[rsyslog] Development of failsafe disk based queue

david at lang.hm david at lang.hm
Wed Oct 1 14:25:18 CEST 2008


On Wed, 1 Oct 2008, Rainer Gerhards wrote:

> David,
>
> the file syncing mentioned in the compatibility doc applies to the
> output action, only.

ouch.

> The queue does never do synchronous writes - I always assumed that a
> critical system would have a UPS and could never think (so far) about a
> valid reason for not having it. So the queue would need to have an extra
> option to do sync writes. Obviously, that's not a big deal.

good

> Performance, of course, will be extremely terrible with such a setup...

only if you have to wait for a spinning disk to do the write.

this is the same problem that databases have. they need to guarentee that 
once the database tells the writing program that the data is written it 
will be there even if the system looses power immediatly.

if you run a database on standard desktop hardware (and it doesn't have 
this safety disabled) you cannot do more then about 80 writes/second. If 
you upgrade to the super speedy 15K rpm drives you can do ~160 
writes/second.

given that you need to write the data + metadata it gets even uglier, so 
what the databases do (and some journaling filesystems) is to write a log 
that says what they are going to do, sync that, and then later write the 
data to the actual files (updating the journal when they complete the 
write)

it sounds like you order your write correctly for a disk-based queue, but 
you would need the option of issuing the syncs (probably when you do the 
checkpoints)

if you do this on the wrong hardware (say a laptop 5200 rpm drive or the 
wrong flash drive), the fact that you need to do four writes per log entry 
(data to queue, metadata to queue, data to output, update metadata for 
queue) could drop you to below 15 logs/sec (60/4 but then you loose time 
to seeking as well)

however, with the correct drive to write to (say a $2,400 80G fusion-io 
flash card that can do ~100k IO ops/sec) you should be able to sustain 
20,000 logs/sec.

realisticly very few people need the sustained write capacity that you 
would get from such a setup. but if you go with a $500-$700 raid card with 
a battery-backed cache you get very similar performance, but with some 
possibility that you can't sustain it forever.

David Lang

> Rainer
>
> On Wed, 2008-10-01 at 04:55 -0700, david at lang.hm wrote:
>> On Wed, 1 Oct 2008, David Ecker wrote:
>>
>>> Hi,
>>>
>>> I am looking for a failsafe solution to store syslog messages localy
>>> until they could be send later. I already looked at the disk based
>>> memory queue and the disk based queue. Both queue's don't work if you
>>> just power down the system immediatly actually loosing the whole queue.
>>
>> are you sure about the disk based queue?
>>
>> per file:///usr/src/rsyslog-3.21.4/doc/queues.html the disk based queue
>> can be set to do a commit of the metadata after each message.
>>
>> Disk Queues
>>
>> Disk queues use disk drives for buffering. The important fact is that the
>> always use the disk and do not buffer anything in memory. Thus, the queue
>> is ultra-reliable, but by far the slowest mode. For regular use cases,
>> this queue mode is not recommended. It is useful if log data is so
>> important that it must not be lost, even in extreme cases.
>>
>> When a disk queue is written, it is done in chunks. Each chunk receives
>> its individual file. Files are named with a prefix (set via the
>> "$<object>QueueFilename" config directive) and followed by a 7-digit
>> number (starting at one and incremented for each file). Chunks are 10mb by
>> default, a different size can be set via the"$<object>QueueMaxFileSize"

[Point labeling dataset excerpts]
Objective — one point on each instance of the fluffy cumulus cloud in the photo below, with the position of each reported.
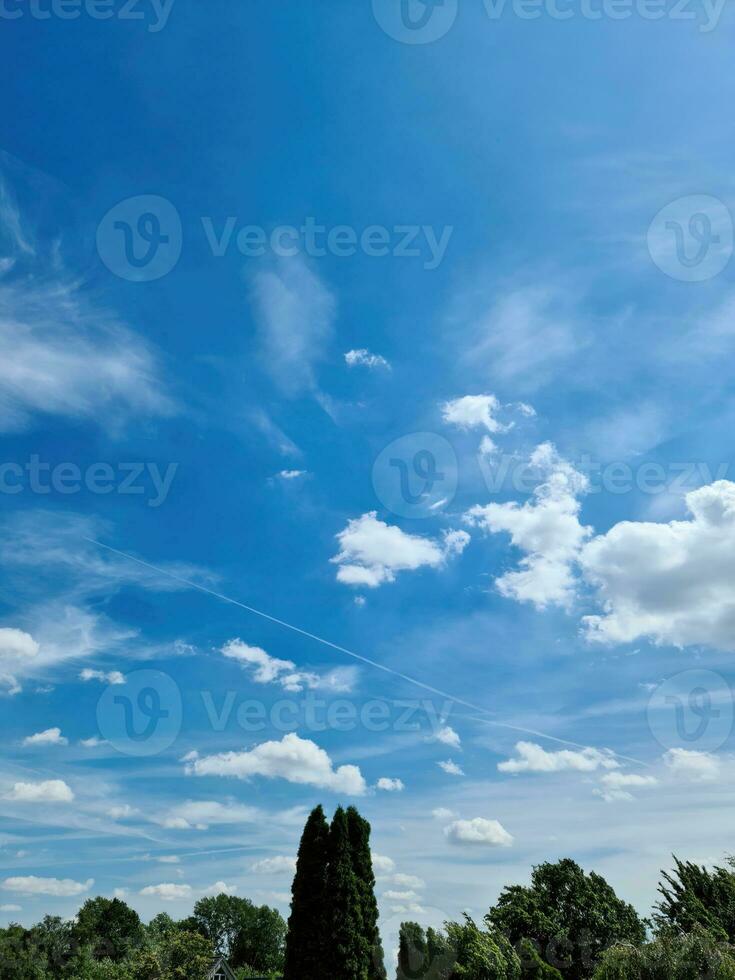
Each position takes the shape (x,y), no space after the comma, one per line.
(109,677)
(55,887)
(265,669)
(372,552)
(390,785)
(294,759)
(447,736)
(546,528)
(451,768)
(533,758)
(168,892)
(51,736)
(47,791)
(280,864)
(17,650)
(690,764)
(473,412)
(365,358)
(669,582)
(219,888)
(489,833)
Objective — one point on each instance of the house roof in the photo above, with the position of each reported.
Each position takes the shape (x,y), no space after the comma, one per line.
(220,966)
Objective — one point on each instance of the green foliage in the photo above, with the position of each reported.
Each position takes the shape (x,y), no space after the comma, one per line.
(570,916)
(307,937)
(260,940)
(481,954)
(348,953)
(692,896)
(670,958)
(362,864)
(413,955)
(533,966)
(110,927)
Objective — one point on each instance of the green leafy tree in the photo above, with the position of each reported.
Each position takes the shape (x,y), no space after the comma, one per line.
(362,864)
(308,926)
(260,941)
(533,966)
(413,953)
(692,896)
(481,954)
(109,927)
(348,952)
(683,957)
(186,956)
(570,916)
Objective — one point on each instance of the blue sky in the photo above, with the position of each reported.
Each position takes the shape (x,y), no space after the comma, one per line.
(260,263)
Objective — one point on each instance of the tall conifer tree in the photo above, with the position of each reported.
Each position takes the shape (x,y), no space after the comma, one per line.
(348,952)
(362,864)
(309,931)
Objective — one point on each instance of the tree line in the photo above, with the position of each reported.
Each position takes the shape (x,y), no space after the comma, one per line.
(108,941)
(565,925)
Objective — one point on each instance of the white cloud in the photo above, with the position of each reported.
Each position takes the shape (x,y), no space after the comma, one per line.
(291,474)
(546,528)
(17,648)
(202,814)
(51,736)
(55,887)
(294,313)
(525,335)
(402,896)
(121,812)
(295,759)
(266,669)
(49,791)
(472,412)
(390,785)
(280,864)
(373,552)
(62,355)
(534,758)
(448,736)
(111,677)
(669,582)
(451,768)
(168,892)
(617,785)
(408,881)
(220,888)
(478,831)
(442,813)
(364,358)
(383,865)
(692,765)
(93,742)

◆ **WORK TO DO**
1. Answer these from the rsyslog disk queue thread:
(a) Which part of rsyslog does the file syncing in the compatibility doc apply to?
(b) About how many writes per second can a database do on standard desktop hardware with its safety left enabled?
(c) What is the default size of a disk queue chunk?
2. Please extend the rsyslog disk queue thread, starting right after its last line.

◆ **RESPONSES TO THE EXERCISE**
1.
(a) The output action only.
(b) About 80 writes per second.
(c) 10mb.

2.
>> config directive. Note that the size limit is not a sharp one: rsyslog
>> always writes one complete queue entry, even if it violates the size
>> limit. So chunks are actually a little but (usually less than 1k) larger
>> then the configured size. Each chunk also has a different size for the
>> same reason. If you observe different chunk sizes, you can relax: this is
>> not a problem.
>>
>> Writing in chunks is used so that processed data can quickly be deleted
>> and is free for other uses - while at the same time keeping no artificial
>> upper limit on disk space used. If a disk quota is set (instructions
>> further below), be sure that the quota/chunk size allows at least two
>> chunks to be written. Rsyslog currently does not check that and will fail
>> miserably if a single chunk is over the quota.
>>
>> Creating new chunks costs performance but provides quicker ability to free
>> disk space. The 10mb default is considered a good compromise between these
>> two. However, it may make sense to adapt these settings to local policies.
>> For example, if a disk queue is written on a dedicated 200gb disk, it may
>> make sense to use a 2gb (or even larger) chunk size.
>>
>> Please note, however, that the disk queue by default does not update its
>> housekeeping structures every time it writes to disk. This is for
>> performance reasons. In the event of failure, data will still be lost
>> (except when manually is mangled with the file structures). However, disk
>> queues can be set to write bookkeeping information on checkpoints (every n
>> records), so that this can be made ultra-reliable, too. If the checkpoint
>> interval is set to one, no data can be lost, but the queue is
>> exceptionally slow.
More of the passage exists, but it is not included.